[Task material]
::::
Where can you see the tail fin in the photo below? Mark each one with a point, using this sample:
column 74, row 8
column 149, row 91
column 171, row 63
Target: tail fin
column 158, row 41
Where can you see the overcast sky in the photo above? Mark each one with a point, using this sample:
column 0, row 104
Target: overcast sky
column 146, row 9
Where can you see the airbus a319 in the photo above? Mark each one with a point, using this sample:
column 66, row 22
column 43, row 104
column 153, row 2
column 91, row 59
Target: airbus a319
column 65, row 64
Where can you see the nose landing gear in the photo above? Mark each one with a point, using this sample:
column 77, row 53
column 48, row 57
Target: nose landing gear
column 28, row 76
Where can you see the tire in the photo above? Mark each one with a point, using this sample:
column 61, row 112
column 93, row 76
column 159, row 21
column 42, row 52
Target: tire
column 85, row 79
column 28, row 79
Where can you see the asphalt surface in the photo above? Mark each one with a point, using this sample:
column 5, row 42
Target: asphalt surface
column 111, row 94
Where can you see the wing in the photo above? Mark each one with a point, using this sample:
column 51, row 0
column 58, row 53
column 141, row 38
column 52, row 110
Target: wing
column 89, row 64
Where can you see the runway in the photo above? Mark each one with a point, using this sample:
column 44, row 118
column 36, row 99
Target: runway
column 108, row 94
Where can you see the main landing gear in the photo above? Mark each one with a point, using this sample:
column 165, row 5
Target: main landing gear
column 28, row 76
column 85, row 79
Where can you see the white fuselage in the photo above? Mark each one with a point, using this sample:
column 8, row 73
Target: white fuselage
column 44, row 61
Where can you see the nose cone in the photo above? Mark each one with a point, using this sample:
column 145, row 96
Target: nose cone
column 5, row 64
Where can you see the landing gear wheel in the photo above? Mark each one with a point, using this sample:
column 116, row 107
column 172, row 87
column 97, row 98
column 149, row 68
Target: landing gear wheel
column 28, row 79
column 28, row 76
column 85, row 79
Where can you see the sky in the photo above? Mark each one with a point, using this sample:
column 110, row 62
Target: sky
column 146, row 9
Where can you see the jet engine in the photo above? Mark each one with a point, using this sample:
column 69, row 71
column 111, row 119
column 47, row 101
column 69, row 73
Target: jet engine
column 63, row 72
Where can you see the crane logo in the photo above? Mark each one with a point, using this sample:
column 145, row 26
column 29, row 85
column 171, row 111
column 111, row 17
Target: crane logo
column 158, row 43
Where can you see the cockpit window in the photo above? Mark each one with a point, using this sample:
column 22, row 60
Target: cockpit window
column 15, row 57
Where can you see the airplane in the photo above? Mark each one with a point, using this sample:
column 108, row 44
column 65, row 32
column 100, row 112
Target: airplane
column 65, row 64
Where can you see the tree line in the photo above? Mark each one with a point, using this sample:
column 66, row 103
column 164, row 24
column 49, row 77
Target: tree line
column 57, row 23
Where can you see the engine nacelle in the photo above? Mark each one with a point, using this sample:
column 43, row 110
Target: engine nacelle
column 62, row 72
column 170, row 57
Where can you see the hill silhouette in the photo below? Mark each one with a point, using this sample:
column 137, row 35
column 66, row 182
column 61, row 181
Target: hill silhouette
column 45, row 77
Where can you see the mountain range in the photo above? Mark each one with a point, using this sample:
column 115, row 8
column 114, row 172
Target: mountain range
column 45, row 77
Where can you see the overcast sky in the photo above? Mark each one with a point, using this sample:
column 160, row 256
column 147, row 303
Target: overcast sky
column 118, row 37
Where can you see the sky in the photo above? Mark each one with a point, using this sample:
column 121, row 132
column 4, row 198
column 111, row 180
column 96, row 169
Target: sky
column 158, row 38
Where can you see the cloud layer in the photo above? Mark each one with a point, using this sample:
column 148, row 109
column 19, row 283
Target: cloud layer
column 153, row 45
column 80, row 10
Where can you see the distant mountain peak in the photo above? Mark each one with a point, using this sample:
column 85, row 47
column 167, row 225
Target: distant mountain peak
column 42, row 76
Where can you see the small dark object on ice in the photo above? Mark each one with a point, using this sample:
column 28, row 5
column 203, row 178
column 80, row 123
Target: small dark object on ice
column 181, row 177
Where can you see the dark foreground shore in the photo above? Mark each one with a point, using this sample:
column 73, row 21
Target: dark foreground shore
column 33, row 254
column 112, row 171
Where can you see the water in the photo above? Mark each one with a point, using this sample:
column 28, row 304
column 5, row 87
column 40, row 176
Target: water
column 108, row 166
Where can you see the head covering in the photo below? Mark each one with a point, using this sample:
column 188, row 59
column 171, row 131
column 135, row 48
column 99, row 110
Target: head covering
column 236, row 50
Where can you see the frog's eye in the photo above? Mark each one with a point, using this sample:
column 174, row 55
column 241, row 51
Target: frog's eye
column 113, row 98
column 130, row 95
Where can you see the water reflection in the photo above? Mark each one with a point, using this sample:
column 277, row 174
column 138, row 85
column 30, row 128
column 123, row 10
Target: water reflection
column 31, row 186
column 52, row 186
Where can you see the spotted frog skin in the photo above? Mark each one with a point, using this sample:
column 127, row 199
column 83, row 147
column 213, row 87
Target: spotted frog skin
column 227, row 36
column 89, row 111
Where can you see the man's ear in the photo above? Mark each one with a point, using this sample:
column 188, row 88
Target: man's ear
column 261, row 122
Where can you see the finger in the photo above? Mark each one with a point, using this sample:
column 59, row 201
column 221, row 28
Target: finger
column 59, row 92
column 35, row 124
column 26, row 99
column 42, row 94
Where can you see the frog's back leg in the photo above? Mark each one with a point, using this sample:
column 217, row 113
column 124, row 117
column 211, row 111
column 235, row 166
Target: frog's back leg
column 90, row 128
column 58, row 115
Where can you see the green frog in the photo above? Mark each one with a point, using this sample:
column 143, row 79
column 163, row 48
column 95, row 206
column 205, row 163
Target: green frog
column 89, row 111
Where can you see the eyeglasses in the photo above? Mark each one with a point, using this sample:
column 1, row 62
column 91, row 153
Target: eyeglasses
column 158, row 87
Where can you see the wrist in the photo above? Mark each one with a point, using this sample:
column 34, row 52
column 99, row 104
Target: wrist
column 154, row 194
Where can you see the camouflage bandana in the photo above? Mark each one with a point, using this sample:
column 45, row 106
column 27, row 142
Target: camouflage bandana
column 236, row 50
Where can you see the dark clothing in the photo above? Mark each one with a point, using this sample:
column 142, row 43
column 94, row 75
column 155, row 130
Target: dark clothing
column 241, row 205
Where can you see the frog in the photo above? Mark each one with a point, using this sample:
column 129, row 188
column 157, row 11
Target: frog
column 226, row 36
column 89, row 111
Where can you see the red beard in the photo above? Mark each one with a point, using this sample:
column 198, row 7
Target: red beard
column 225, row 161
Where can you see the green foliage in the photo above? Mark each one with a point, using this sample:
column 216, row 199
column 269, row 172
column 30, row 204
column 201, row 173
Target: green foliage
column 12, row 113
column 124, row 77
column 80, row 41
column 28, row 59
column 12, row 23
::::
[Work instructions] Set down, unchanged, the line that contains "Target: green frog" together with every later line in the records, through the last one.

[Response area]
Target: green frog
column 89, row 111
Where can you see the eyeglasses in the photo above? Mark each one with a point, using this sample:
column 1, row 62
column 91, row 153
Target: eyeglasses
column 158, row 87
Where can you see the wrist in the photo above? Mark each one with a point, using this sample:
column 34, row 52
column 99, row 104
Target: wrist
column 154, row 194
Where can you see the camouflage bandana in the photo above? Mark each one with a point, using this sample:
column 45, row 106
column 27, row 142
Target: camouflage bandana
column 236, row 50
Where can you see the dark clothing in the photo above? Mark each one with a point, using this sample:
column 142, row 43
column 94, row 75
column 155, row 130
Target: dark clothing
column 241, row 205
Where can you see the frog in the photo above? Mark each one with a point, using this sample:
column 129, row 188
column 157, row 11
Target: frog
column 226, row 36
column 89, row 111
Where can you see the red beard in the photo above? Mark each one with a point, using this sample:
column 198, row 7
Target: red beard
column 225, row 161
Where can you see the green foliage in the photo above? Mark each one with a point, using this sample:
column 216, row 199
column 269, row 172
column 30, row 204
column 201, row 173
Target: green foliage
column 12, row 113
column 124, row 77
column 80, row 41
column 28, row 59
column 12, row 23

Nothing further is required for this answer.